■ Your task: Copy out every line of the listing below word for word, leaving out the pictures.

Lines of data:
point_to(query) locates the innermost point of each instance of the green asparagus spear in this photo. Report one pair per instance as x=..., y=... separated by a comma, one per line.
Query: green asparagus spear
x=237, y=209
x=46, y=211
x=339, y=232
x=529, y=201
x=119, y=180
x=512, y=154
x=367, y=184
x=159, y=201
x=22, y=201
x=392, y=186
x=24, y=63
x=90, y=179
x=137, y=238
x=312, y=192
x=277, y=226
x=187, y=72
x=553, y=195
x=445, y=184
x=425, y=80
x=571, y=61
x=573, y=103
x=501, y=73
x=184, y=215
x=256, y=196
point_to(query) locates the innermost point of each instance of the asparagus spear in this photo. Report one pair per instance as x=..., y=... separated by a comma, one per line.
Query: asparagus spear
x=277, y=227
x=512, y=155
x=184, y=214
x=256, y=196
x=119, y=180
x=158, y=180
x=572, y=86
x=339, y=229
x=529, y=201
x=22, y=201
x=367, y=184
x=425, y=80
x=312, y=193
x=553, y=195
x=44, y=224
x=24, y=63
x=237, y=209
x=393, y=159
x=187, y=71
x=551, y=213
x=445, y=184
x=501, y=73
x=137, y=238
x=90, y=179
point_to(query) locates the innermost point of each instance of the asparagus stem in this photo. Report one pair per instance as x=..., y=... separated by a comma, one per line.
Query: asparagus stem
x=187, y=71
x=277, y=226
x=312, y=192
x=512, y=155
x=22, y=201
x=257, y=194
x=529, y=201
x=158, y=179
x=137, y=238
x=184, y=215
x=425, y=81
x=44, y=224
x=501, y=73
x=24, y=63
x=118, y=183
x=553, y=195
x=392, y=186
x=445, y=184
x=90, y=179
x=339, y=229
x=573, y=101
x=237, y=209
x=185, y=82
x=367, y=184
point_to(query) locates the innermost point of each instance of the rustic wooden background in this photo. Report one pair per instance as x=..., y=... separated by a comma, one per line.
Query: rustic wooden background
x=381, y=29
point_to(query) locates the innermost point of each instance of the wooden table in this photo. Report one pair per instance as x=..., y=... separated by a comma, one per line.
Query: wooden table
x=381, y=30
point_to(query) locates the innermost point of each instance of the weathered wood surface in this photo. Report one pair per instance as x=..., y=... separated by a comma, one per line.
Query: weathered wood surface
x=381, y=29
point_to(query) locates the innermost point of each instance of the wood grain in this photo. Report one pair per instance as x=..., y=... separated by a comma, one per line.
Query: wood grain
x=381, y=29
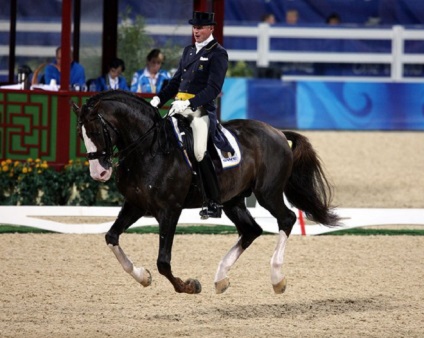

■ Output of the exercise:
point_to(query) locates the innermost point of each instance of the green asparagus spear in this photo. Report one pair per instance as x=..., y=... separated by a comma, one per line.
Query: green asparagus spear
x=237, y=209
x=46, y=211
x=339, y=232
x=529, y=201
x=119, y=180
x=512, y=154
x=367, y=184
x=159, y=201
x=22, y=201
x=392, y=186
x=24, y=63
x=90, y=179
x=137, y=238
x=312, y=192
x=277, y=226
x=187, y=72
x=553, y=195
x=445, y=184
x=425, y=80
x=571, y=61
x=573, y=103
x=501, y=73
x=184, y=215
x=256, y=196
point_to(query) locates the innermost point of each instance of the asparagus spear in this photo. Report one pair per instance as x=..., y=... separated by a comma, one per line.
Query: asparagus spear
x=277, y=227
x=512, y=155
x=184, y=214
x=256, y=196
x=119, y=180
x=158, y=180
x=572, y=86
x=339, y=229
x=529, y=201
x=22, y=201
x=367, y=184
x=425, y=80
x=312, y=193
x=553, y=195
x=44, y=224
x=24, y=63
x=237, y=209
x=393, y=159
x=187, y=71
x=551, y=213
x=445, y=184
x=501, y=73
x=137, y=238
x=90, y=179
point_to(query) locates the innermost point of each instance of the asparagus stem in this photo. Report one pair per instance as x=..., y=... separated by a comma, one per line.
Query: asparagus stem
x=187, y=71
x=277, y=226
x=312, y=192
x=512, y=155
x=22, y=201
x=257, y=194
x=529, y=201
x=158, y=179
x=137, y=238
x=184, y=215
x=425, y=81
x=44, y=224
x=501, y=73
x=24, y=63
x=118, y=183
x=553, y=195
x=392, y=186
x=445, y=184
x=90, y=179
x=339, y=229
x=573, y=101
x=237, y=209
x=185, y=82
x=367, y=184
point_to(query) locates the innermost point of each instance of the rustic wooden background in this photo. Report one pair per instance as x=..., y=... separated by a comma, one per line.
Query: rustic wooden background
x=381, y=29
point_to(query) locates the innermost point of each instance of the wooden table in this photo. Report one pair per instance as x=..., y=... separated by a comma, one per line.
Query: wooden table
x=381, y=30
point_to(query) locates the innermost point of each instance of the weathered wood surface in this photo. Report one pair per instance as x=..., y=... separated by a comma, one per line.
Query: weathered wood surface
x=381, y=29
point_to(query) locates the innermost point of each instance of the wood grain in this photo. Report one pair per instance as x=..., y=... separated by a comma, one per line.
Query: wood grain
x=381, y=29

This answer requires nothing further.